Please output every line of the listing below as a JSON list of strings, one string per line, with blank lines left out.

Supplied data »
________________

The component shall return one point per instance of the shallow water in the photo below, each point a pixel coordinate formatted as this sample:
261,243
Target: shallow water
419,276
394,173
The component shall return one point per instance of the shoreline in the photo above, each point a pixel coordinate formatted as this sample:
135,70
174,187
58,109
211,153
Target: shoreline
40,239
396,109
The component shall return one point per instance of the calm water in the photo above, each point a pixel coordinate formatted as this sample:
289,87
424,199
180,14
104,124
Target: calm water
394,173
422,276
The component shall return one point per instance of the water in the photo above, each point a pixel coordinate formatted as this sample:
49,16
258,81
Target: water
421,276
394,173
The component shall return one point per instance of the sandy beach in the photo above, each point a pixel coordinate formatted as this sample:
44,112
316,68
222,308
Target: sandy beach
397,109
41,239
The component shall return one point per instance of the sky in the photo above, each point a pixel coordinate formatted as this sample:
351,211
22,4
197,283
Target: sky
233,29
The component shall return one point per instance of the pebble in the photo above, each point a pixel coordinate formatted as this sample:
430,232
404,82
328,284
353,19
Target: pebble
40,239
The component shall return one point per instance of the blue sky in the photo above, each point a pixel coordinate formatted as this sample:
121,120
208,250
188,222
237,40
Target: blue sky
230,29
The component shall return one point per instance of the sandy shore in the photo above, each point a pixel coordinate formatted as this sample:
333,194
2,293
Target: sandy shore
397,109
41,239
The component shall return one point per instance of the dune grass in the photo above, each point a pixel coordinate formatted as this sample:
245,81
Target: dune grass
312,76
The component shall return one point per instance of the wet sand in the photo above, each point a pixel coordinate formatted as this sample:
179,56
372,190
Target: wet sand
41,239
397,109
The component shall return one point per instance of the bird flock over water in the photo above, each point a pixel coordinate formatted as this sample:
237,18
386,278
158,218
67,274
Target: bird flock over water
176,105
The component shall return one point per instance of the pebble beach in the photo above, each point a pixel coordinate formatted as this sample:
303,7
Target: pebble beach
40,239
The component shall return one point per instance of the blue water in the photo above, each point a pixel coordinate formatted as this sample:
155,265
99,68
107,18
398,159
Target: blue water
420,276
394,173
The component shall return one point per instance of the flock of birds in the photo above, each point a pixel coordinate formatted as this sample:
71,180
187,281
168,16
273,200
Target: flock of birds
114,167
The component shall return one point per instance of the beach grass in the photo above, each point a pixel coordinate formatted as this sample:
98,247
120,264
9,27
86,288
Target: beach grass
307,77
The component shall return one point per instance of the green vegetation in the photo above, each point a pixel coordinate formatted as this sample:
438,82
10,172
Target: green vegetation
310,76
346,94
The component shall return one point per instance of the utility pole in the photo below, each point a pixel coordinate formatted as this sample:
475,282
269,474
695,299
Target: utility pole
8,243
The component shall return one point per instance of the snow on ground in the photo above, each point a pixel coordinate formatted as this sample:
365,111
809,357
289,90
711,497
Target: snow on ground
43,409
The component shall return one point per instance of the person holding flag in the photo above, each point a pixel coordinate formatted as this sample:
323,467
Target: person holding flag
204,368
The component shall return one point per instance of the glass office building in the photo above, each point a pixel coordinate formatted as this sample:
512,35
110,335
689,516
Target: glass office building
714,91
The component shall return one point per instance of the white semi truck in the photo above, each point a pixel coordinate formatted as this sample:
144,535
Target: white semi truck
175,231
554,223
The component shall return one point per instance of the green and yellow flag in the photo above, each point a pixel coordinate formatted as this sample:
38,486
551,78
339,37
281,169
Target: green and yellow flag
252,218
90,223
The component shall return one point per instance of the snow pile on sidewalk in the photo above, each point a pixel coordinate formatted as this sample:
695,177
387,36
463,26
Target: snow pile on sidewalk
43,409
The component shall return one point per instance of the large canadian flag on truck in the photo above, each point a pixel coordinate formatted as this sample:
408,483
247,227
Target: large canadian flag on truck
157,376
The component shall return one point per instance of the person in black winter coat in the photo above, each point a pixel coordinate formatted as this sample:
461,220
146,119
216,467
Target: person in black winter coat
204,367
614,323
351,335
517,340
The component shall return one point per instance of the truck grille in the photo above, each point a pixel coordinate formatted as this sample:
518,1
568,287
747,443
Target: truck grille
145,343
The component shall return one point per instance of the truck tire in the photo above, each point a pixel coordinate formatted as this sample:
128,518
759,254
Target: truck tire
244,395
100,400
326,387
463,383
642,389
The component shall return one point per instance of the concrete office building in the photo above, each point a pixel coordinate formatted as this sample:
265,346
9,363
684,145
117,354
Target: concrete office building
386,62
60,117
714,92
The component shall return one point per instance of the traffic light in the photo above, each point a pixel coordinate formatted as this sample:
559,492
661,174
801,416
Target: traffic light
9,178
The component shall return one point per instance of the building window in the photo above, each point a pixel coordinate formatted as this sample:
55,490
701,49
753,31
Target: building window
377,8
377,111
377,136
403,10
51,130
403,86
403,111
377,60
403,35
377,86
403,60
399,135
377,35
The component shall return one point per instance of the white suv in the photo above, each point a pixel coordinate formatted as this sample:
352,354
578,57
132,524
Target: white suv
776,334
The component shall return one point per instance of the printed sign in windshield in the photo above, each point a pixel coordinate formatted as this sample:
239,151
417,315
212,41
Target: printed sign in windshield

________________

Task solution »
[
  "The component shall return one point per instance of the shallow water in the photo below, each point a pixel coordinate formatted as this sample:",
  "261,243",
  "Target: shallow water",
  "419,276",
  "394,173",
  "The component shall return one point per instance of the shoreline in the photo above, each point a pixel coordinate formatted as this sample:",
  "135,70",
  "174,187",
  "58,109",
  "211,153",
  "Target: shoreline",
  "40,239",
  "396,109",
  "The component shall return one point per instance of the calm water in the photo above, each point a pixel coordinate formatted as this sample:",
  "289,87",
  "424,199",
  "180,14",
  "104,124",
  "Target: calm water",
  "394,173",
  "422,276",
  "The component shall return one point per instance of the water in the photo above, each point a pixel coordinate formatted as this sample:",
  "49,16",
  "258,81",
  "Target: water",
  "421,276",
  "394,173",
  "The component shall return one point per instance of the sandy beach in the photo above, each point a pixel coordinate formatted as this sample:",
  "44,112",
  "316,68",
  "222,308",
  "Target: sandy beach",
  "397,109",
  "41,239",
  "The component shall return one point per instance of the sky in the photo above, each point a pixel coordinate formatted as this sample:",
  "351,211",
  "22,4",
  "197,283",
  "Target: sky",
  "233,29",
  "The component shall return one point per instance of the pebble in the photo above, each point a pixel coordinate formatted as this sample:",
  "430,232",
  "404,82",
  "328,284",
  "353,19",
  "Target: pebble",
  "40,239",
  "The component shall return one point per instance of the blue sky in the photo above, each point a pixel coordinate formatted as this sample:",
  "121,120",
  "208,250",
  "188,222",
  "237,40",
  "Target: blue sky",
  "230,29",
  "The component shall return one point per instance of the sandy shore in the photo above, each point a pixel coordinate formatted as this sample:",
  "333,194",
  "2,293",
  "Target: sandy shore",
  "397,109",
  "41,239",
  "The component shall return one point per instance of the dune grass in the photo above, each point a pixel coordinate formatted as this sample:",
  "245,81",
  "Target: dune grass",
  "312,76",
  "The component shall return one point per instance of the wet sand in the photo above, each point a pixel coordinate formatted as this sample:",
  "179,56",
  "372,190",
  "Target: wet sand",
  "41,239",
  "397,109",
  "The component shall return one point per instance of the bird flock over water in the photo above, each point a pixel coordinate formatted as this sample:",
  "237,18",
  "386,278",
  "158,218",
  "67,274",
  "Target: bird flock over water",
  "176,105",
  "The component shall return one point per instance of the pebble beach in the photo above, each point a pixel coordinate formatted as this sample:",
  "303,7",
  "Target: pebble beach",
  "40,239",
  "The component shall return one point per instance of the blue water in the photo above, each point a pixel coordinate formatted as this sample:",
  "155,265",
  "99,68",
  "107,18",
  "398,159",
  "Target: blue water",
  "420,276",
  "394,173",
  "The component shall return one point per instance of the flock of birds in the photo above, each point a pixel coordinate formatted as this sample:",
  "71,180",
  "187,281",
  "168,16",
  "273,200",
  "Target: flock of birds",
  "114,167",
  "The component shall return one point per instance of the beach grass in the photo above, each point a pixel coordinate formatted as this sample:",
  "98,247",
  "120,264",
  "9,27",
  "86,288",
  "Target: beach grass",
  "307,77",
  "The component shall return one point per instance of the green vegetation in the photo above, each point a pixel coordinate formatted as this sample:",
  "438,82",
  "10,172",
  "Target: green vegetation",
  "310,76",
  "346,94",
  "The component shall return one point per instance of the utility pole in the photo below, each point a pixel coordinate formatted as this sample:",
  "475,282",
  "269,474",
  "695,299",
  "Target: utility pole",
  "8,243",
  "The component shall return one point per instance of the snow on ground in the photo above, each point a pixel coordinate formatted as this sample:",
  "365,111",
  "809,357",
  "289,90",
  "711,497",
  "Target: snow on ground",
  "43,409",
  "The component shall return one point per instance of the person holding flag in the photo above, each point a pixel coordinate formatted as this sample:",
  "323,467",
  "Target: person holding flag",
  "204,368",
  "The component shall return one point per instance of the glass office building in the photo above, each point a pixel coordinate formatted as this sample:",
  "512,35",
  "110,335",
  "689,516",
  "Target: glass office building",
  "714,91",
  "The component shall return one point per instance of the white semi truck in the photo above, each point a pixel coordinate formatted as this sample:",
  "144,535",
  "Target: white semi truck",
  "175,231",
  "554,223",
  "The component shall return one point per instance of the green and yellow flag in the photo above, each point a pixel coordinate formatted as this sample:",
  "38,486",
  "551,78",
  "339,37",
  "281,169",
  "Target: green and yellow flag",
  "252,218",
  "90,223",
  "The component shall return one point per instance of the snow pile on sidewalk in the photo above, each point a pixel coordinate formatted as this sample:",
  "695,177",
  "387,36",
  "463,26",
  "Target: snow pile on sidewalk",
  "43,409",
  "The component shall return one point per instance of the large canadian flag on truck in the photo above, each point a pixel coordinate formatted as this sample:",
  "408,483",
  "247,227",
  "Target: large canadian flag on truck",
  "157,376",
  "The component shall return one point per instance of the person in black winter coat in the photo above, each point a pixel coordinate formatted as this sample:",
  "461,220",
  "146,119",
  "216,467",
  "Target: person in black winter coat",
  "204,367",
  "614,323",
  "351,335",
  "517,340",
  "The component shall return one point per instance of the truck grille in the photo above, each point a pixel coordinate formatted as this sample:",
  "518,1",
  "568,287",
  "747,443",
  "Target: truck grille",
  "145,343",
  "The component shall return one point per instance of the truck tire in the photo above, each point a pixel coordinate formatted as this sample:",
  "128,518",
  "759,254",
  "Target: truck tire",
  "244,395",
  "100,400",
  "326,387",
  "463,383",
  "642,389",
  "The component shall return one point per instance of the concrete office building in the photo above, each point a pixel coordinate formatted as this sample:",
  "265,346",
  "9,363",
  "684,145",
  "117,354",
  "Target: concrete office building",
  "386,62",
  "60,117",
  "714,92",
  "The component shall return one point per instance of the traffic light in the photo above, each point a pixel coordinate formatted as this sample:",
  "559,492",
  "661,174",
  "801,416",
  "Target: traffic light",
  "9,178",
  "The component shall return one point per instance of the building window in the photo above, each point a pixel coordinate formatted as this sample:",
  "55,490",
  "701,49",
  "753,31",
  "Target: building window",
  "377,8",
  "377,111",
  "377,136",
  "403,10",
  "51,130",
  "403,86",
  "403,111",
  "377,60",
  "403,35",
  "377,86",
  "403,60",
  "399,135",
  "377,35",
  "The component shall return one point per instance of the white suv in the photo above, each point a pixel coordinate formatted as this sample:",
  "352,354",
  "578,57",
  "132,524",
  "Target: white suv",
  "776,334",
  "The component shall return one point per instance of the printed sign in windshield in the photo above, each point a pixel coordinate formatted as this sample:",
  "239,151",
  "417,315",
  "212,41",
  "Target: printed sign in windshield"
]